Object pointing dataset rows
......

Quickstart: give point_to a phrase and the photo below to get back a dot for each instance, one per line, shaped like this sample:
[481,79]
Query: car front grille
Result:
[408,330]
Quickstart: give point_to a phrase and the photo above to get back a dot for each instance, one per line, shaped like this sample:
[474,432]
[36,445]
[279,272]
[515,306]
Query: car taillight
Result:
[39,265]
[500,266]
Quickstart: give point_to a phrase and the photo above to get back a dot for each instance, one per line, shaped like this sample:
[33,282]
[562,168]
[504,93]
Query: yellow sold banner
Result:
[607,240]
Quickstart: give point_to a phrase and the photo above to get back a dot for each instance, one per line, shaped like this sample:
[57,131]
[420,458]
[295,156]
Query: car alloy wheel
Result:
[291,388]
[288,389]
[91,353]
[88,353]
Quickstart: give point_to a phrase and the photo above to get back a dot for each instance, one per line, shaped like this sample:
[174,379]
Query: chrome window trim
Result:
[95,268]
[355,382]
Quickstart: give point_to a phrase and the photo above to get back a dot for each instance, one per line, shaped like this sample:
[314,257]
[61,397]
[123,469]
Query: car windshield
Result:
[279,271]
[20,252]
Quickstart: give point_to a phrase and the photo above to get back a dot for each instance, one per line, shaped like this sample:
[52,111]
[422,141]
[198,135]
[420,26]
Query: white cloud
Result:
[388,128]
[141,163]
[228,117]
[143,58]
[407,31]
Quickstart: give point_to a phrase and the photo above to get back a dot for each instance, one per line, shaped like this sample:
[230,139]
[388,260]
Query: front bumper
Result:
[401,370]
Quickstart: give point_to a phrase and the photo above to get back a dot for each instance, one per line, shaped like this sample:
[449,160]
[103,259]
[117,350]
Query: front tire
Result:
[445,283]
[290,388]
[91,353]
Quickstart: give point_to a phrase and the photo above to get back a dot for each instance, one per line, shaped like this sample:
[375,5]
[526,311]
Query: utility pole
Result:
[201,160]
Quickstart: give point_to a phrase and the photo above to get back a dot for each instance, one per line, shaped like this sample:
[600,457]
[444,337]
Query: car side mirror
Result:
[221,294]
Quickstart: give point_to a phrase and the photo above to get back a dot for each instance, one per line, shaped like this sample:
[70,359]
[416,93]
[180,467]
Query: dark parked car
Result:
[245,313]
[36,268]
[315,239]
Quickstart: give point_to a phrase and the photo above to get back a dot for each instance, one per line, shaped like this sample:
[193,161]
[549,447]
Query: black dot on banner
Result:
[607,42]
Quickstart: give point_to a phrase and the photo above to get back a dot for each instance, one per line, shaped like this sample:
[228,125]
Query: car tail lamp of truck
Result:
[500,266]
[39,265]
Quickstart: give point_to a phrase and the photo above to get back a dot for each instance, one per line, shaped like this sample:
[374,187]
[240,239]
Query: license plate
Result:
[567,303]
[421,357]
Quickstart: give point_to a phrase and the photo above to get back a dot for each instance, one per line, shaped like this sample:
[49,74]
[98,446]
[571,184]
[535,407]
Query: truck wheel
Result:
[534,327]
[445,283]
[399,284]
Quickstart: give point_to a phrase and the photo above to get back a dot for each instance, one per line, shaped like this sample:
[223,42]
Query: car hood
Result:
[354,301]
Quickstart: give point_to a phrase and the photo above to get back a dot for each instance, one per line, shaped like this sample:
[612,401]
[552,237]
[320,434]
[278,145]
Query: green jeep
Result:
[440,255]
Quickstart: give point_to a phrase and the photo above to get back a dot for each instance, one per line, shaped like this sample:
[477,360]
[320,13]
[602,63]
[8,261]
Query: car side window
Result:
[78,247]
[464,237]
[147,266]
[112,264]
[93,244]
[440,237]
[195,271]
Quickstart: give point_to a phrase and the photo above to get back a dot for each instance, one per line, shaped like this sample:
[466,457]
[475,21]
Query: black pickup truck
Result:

......

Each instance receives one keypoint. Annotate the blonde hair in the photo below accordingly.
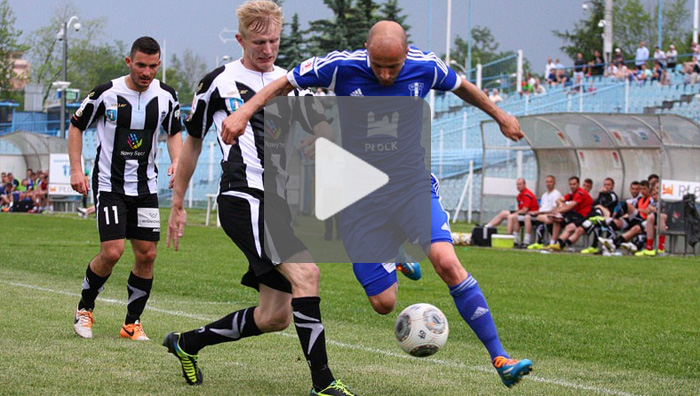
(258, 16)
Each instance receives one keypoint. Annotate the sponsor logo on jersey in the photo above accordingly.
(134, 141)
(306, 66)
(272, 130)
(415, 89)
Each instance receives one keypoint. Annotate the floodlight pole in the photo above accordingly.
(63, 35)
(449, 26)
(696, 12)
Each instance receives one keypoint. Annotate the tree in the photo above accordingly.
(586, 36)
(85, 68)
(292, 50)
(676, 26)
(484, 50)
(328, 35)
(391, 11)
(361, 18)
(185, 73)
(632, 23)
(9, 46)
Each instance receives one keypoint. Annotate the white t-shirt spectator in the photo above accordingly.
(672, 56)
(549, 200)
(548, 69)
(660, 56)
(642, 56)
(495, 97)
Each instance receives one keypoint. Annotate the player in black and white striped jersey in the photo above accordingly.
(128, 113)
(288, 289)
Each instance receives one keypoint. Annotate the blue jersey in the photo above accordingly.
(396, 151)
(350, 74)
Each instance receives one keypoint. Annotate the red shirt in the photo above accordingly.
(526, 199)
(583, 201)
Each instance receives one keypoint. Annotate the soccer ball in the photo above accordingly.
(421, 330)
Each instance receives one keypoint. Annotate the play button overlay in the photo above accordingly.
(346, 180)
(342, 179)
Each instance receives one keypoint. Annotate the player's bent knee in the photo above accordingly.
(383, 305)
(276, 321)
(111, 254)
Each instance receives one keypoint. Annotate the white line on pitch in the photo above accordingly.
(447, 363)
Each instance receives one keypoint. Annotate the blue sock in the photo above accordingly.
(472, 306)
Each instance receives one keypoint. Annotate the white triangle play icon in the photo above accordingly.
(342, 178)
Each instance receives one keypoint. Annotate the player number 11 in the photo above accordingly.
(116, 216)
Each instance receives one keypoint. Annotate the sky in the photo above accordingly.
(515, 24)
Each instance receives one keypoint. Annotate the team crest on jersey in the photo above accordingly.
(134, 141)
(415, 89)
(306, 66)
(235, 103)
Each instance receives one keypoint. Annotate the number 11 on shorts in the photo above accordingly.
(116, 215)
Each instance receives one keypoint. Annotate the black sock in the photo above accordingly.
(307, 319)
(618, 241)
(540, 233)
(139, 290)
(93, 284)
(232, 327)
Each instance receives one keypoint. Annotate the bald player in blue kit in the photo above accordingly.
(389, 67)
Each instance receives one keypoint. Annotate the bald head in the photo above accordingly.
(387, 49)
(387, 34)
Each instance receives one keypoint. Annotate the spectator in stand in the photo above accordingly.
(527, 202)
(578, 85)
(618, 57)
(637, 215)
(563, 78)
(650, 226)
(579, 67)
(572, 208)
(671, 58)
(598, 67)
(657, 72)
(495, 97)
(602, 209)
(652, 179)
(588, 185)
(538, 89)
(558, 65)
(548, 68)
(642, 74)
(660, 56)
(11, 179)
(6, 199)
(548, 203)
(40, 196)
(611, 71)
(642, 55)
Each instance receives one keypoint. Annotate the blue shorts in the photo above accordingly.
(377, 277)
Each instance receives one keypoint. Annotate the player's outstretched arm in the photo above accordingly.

......

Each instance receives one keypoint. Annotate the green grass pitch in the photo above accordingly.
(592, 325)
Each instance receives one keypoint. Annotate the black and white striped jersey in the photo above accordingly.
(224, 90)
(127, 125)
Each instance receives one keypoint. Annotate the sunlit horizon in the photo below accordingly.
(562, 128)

......

#### Stated problem:
Present the lines from the line with "Each instance receives one keypoint. Annotate the bald player" up to and including the line with "arm in the photo above accordingly." as a Markdown table with the columns No. and Line, numbering each line and leaving out blank lines.

#### Completed task:
| No. | Line |
|---|---|
| 1 | Each instance receives one keypoint. Annotate the bald player in blue kit in the photo above accordingly. |
| 2 | (389, 67) |
| 3 | Each instance receives one keypoint. Annotate the bald head in the photo above accordingly. |
| 4 | (387, 49) |
| 5 | (387, 34) |
| 6 | Each instance receives one keypoint. Annotate the spectator in stand in the photo above accordingly. |
| 7 | (527, 202) |
| 8 | (578, 85) |
| 9 | (618, 57) |
| 10 | (637, 215) |
| 11 | (563, 78) |
| 12 | (650, 226) |
| 13 | (579, 67) |
| 14 | (572, 208) |
| 15 | (671, 58) |
| 16 | (598, 67) |
| 17 | (657, 72) |
| 18 | (495, 97) |
| 19 | (602, 209) |
| 20 | (652, 179) |
| 21 | (588, 185) |
| 22 | (538, 89) |
| 23 | (558, 65) |
| 24 | (548, 68) |
| 25 | (642, 74) |
| 26 | (660, 56) |
| 27 | (11, 179) |
| 28 | (6, 199) |
| 29 | (548, 203) |
| 30 | (40, 196) |
| 31 | (611, 71) |
| 32 | (642, 55) |
| 33 | Each instance receives one keypoint. Annotate the blue shorts in the photo above accordingly. |
| 34 | (377, 277) |
| 35 | Each instance receives one keypoint. Annotate the player's outstretched arm in the photo above accordingly. |